=== Data ===

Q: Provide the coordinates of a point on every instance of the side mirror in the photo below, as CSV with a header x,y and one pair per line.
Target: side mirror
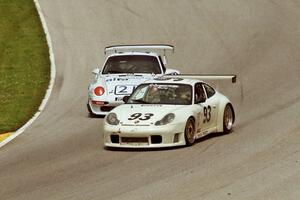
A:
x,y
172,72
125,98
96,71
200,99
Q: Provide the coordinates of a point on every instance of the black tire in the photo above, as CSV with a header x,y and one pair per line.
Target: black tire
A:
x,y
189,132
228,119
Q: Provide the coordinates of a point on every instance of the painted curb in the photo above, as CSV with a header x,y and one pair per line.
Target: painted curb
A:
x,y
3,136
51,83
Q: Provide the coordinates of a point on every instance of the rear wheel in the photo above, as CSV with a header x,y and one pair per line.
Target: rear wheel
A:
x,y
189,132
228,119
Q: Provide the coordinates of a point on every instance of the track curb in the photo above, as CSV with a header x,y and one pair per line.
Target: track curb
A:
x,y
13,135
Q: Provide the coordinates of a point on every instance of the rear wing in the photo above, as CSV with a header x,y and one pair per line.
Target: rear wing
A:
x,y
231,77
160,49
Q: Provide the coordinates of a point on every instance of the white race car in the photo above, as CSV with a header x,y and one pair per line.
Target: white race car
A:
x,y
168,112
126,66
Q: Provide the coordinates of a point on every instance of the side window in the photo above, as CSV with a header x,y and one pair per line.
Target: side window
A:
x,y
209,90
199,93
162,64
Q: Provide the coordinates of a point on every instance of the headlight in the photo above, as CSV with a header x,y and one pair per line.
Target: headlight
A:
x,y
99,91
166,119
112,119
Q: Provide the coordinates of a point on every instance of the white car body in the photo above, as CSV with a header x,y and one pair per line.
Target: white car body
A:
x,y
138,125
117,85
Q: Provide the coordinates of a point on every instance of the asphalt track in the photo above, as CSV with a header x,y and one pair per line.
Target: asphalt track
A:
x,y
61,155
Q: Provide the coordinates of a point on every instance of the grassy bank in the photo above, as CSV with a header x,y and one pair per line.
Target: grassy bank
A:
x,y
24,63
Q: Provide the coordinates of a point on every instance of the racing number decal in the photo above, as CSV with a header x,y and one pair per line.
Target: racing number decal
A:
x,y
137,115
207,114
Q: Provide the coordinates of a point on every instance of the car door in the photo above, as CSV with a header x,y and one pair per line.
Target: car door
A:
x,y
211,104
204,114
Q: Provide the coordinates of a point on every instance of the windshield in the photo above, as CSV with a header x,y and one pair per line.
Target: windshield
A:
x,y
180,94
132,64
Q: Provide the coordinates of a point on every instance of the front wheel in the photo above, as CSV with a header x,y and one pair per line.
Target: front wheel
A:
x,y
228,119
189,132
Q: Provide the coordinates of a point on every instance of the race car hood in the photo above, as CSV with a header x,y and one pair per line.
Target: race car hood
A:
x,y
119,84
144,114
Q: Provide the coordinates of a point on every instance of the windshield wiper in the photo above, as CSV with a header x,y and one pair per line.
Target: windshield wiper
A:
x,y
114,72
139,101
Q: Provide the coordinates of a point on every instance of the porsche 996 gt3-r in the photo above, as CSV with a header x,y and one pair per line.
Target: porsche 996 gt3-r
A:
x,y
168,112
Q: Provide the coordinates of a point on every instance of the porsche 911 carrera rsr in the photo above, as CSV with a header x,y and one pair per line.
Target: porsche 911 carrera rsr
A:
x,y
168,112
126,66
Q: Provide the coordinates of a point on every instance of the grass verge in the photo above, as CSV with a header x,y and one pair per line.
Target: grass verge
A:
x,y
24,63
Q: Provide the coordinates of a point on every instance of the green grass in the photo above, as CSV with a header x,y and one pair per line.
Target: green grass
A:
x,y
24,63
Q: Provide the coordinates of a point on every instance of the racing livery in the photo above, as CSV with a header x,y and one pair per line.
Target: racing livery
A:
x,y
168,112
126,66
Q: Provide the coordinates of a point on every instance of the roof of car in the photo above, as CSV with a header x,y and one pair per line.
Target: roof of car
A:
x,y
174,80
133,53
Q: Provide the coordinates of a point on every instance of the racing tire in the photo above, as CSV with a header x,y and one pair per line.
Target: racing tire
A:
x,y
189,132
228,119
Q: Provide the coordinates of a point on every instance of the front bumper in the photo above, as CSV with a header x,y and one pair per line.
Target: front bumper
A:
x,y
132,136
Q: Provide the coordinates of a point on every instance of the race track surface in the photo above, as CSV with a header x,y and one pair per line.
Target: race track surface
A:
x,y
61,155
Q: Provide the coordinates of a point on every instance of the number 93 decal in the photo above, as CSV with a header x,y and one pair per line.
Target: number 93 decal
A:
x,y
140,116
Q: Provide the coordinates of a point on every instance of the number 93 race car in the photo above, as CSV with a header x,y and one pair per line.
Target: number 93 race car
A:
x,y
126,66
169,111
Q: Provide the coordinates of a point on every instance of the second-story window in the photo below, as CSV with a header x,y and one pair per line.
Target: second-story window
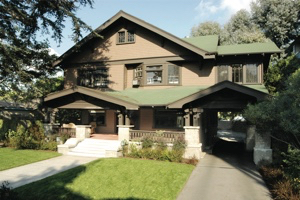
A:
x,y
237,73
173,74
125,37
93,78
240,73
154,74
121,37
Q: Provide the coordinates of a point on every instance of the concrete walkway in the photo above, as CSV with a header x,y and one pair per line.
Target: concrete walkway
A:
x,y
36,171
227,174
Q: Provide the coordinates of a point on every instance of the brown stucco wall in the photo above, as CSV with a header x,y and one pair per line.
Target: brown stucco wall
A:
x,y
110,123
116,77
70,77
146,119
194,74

===
=== Data ===

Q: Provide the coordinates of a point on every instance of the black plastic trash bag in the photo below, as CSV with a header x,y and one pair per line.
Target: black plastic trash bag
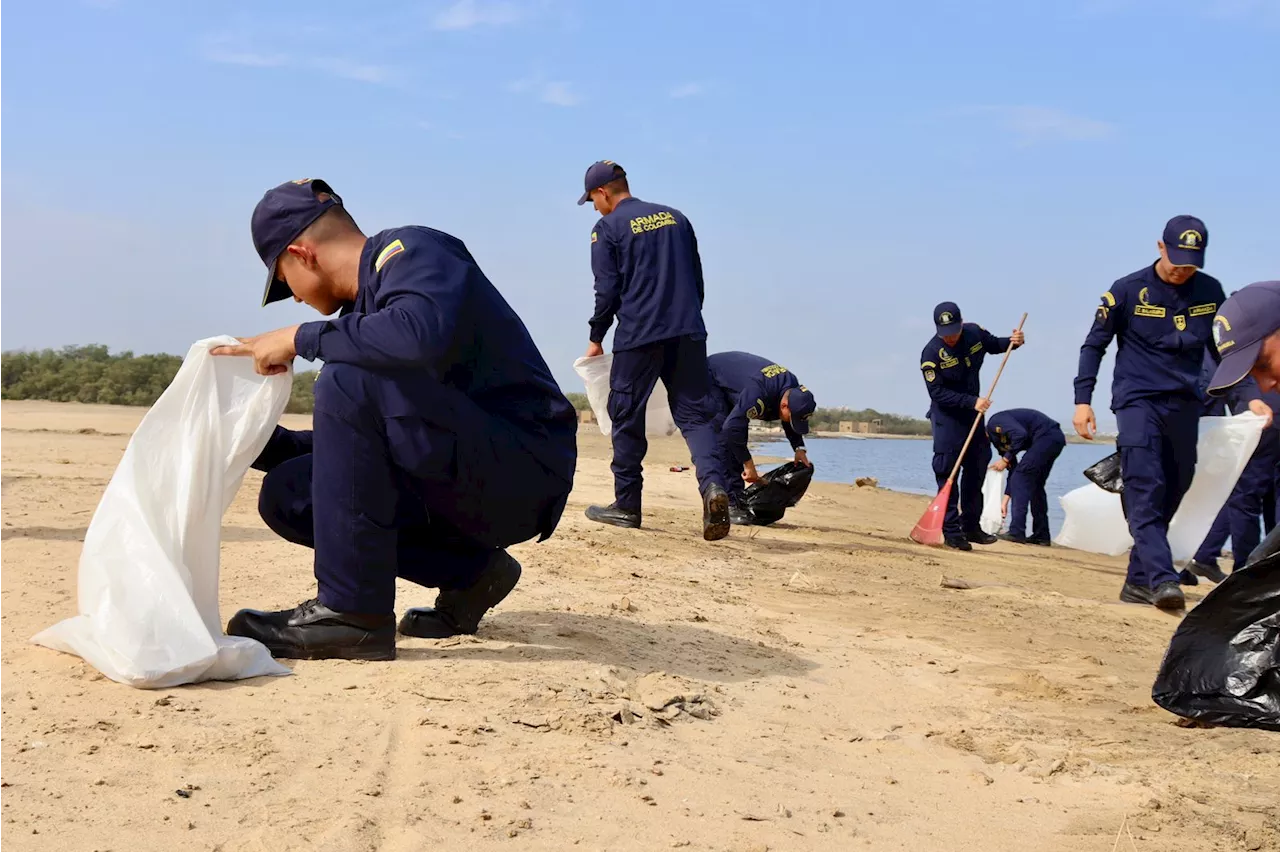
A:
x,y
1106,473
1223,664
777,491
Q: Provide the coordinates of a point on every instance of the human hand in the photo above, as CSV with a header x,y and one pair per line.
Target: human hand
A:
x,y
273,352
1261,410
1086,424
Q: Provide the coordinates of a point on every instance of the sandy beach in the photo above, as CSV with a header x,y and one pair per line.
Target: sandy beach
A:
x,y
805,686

===
=== Data ===

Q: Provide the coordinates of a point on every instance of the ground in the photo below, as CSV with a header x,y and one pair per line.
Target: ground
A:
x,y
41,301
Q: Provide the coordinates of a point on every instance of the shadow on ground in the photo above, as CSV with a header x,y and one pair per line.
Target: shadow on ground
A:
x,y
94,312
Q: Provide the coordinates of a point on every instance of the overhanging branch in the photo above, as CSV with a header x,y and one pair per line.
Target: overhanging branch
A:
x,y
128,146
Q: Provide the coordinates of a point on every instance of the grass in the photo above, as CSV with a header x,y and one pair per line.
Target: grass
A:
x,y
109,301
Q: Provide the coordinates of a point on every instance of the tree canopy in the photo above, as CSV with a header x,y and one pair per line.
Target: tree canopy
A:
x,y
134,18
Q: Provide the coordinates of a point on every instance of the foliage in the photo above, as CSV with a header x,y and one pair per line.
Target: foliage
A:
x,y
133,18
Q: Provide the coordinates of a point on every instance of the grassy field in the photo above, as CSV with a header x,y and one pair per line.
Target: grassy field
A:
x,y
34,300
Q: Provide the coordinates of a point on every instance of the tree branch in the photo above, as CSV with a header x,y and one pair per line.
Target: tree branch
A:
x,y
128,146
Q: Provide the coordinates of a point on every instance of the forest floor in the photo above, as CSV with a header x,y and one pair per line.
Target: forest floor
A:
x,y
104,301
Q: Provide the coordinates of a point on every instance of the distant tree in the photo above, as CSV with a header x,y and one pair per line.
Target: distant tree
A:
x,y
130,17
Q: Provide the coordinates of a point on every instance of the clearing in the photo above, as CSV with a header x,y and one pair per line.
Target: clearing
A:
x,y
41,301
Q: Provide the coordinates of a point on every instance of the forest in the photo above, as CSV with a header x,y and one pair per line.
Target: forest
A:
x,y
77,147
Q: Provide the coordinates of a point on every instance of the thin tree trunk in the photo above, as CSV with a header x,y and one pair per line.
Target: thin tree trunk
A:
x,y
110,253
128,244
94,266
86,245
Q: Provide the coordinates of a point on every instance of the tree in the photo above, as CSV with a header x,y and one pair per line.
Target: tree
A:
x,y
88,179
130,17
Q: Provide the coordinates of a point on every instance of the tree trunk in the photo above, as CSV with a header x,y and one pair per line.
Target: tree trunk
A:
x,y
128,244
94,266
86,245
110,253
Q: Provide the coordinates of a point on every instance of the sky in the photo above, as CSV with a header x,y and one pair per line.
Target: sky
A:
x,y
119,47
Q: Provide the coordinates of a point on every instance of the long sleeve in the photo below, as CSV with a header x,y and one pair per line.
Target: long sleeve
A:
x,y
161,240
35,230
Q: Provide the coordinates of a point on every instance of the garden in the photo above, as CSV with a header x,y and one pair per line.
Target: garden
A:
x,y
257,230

===

# [Task item]
Go back to the lines above and output, exactly as they stand, the ones from the line containing "the number 93 race" to the line containing "of the concrete". Leave all pictures behind.

# [Reply to the task]
Q: Provide the coordinates of a point on every instance of the number 93 race car in the photo above, as CSV with a header x,y and one pair per line.
Target: number 93 race car
A:
x,y
126,66
169,111
Q: Provide the coordinates of a point on every instance of the second-story window in the photo below, as CSV with a header x,y and one pair per line.
Target: second-story window
A:
x,y
237,73
173,74
125,37
93,78
240,73
154,74
121,37
Q: Provide the coordinates of a point on every instance of the concrete walkway in the photo above, as CSV with a header x,y and one pair per line.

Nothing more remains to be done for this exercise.